• [REQUIREMENT]:
What you return must match the records exactly, with every line included.

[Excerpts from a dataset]
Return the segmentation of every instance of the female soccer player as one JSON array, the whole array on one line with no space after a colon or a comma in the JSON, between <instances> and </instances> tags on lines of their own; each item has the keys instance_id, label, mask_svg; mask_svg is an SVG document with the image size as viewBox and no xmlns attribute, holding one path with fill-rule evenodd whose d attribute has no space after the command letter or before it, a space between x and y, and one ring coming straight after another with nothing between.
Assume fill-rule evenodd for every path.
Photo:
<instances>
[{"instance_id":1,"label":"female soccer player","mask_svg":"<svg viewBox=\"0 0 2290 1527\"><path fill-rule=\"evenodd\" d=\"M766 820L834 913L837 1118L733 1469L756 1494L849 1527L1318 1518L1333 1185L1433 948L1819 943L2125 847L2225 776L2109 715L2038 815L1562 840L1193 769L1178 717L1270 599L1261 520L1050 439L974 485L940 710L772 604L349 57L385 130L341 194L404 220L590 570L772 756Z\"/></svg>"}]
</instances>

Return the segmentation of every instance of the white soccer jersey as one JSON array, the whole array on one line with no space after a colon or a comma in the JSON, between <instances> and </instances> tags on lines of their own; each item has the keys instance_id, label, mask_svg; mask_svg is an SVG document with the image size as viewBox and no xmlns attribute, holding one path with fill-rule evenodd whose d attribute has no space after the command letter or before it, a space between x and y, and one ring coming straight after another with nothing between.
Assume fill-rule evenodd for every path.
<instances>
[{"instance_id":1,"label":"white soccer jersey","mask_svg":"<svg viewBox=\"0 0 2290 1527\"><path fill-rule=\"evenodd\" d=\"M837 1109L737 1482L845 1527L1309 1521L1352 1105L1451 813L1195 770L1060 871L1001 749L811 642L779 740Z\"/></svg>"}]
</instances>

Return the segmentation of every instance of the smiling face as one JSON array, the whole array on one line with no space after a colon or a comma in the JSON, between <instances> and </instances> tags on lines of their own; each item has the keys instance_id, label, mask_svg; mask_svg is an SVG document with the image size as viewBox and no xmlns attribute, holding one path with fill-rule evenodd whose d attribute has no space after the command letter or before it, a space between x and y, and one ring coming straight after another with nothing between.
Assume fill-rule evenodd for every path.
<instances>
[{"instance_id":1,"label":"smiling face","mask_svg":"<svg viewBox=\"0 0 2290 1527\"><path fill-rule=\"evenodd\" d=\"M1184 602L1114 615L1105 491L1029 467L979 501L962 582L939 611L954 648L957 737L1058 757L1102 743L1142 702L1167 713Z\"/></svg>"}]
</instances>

• [RESPONSE TO THIS TASK]:
Return the segmentation of every instance of the female soccer player as one JSON array, the whole array on one line with no space after a colon or a comma in the JSON, between <instances> and </instances> tags on lines of their own; each item has the keys instance_id, label, mask_svg; mask_svg is an SVG document with the image size as viewBox and no xmlns attribute, holding one path with fill-rule evenodd whose d attribute has no space after the command letter or before it, a space between x and y, and one ring coming straight after another with nothing between.
Assume fill-rule evenodd for every path.
Photo:
<instances>
[{"instance_id":1,"label":"female soccer player","mask_svg":"<svg viewBox=\"0 0 2290 1527\"><path fill-rule=\"evenodd\" d=\"M766 820L834 913L837 1118L733 1469L756 1494L849 1527L1318 1518L1333 1185L1433 948L1819 943L2125 847L2225 776L2109 715L2038 815L1562 840L1193 769L1178 717L1270 599L1261 520L1050 439L974 485L940 710L772 604L349 57L385 130L341 194L404 220L590 570L772 756Z\"/></svg>"}]
</instances>

Return the segmentation of every instance of the white soccer jersey as one JSON array, the whole array on one line with no space after a colon or a comma in the JSON, between <instances> and </instances> tags on lines of their own; each item has the keys instance_id, label, mask_svg; mask_svg is an SVG document with the image size as viewBox and no xmlns attribute, holding one path with fill-rule evenodd whose d attribute has no space after the command letter or before it, a space between x and y, and one ring coming straight after another with nothing between.
Assume fill-rule evenodd for every path.
<instances>
[{"instance_id":1,"label":"white soccer jersey","mask_svg":"<svg viewBox=\"0 0 2290 1527\"><path fill-rule=\"evenodd\" d=\"M837 1109L737 1482L845 1527L1309 1521L1352 1105L1451 813L1195 770L1060 871L1001 749L811 642L779 740Z\"/></svg>"}]
</instances>

Return the segmentation of every instance of the smiling face as one JSON array, the whole array on one line with no space after a colon or a comma in the JSON, between <instances> and </instances> tags on lines of their own; each item has the keys instance_id, label, mask_svg; mask_svg is an SVG document with the image size as viewBox and no xmlns attribute, holding one path with fill-rule evenodd whose d attribute has no space after the command letter or before it, a space between x and y, and one ring coming straight after another with nothing between.
Assume fill-rule evenodd for every path.
<instances>
[{"instance_id":1,"label":"smiling face","mask_svg":"<svg viewBox=\"0 0 2290 1527\"><path fill-rule=\"evenodd\" d=\"M1184 602L1114 615L1105 491L1029 467L979 501L962 582L939 611L954 648L957 737L1058 757L1102 743L1142 702L1167 713Z\"/></svg>"}]
</instances>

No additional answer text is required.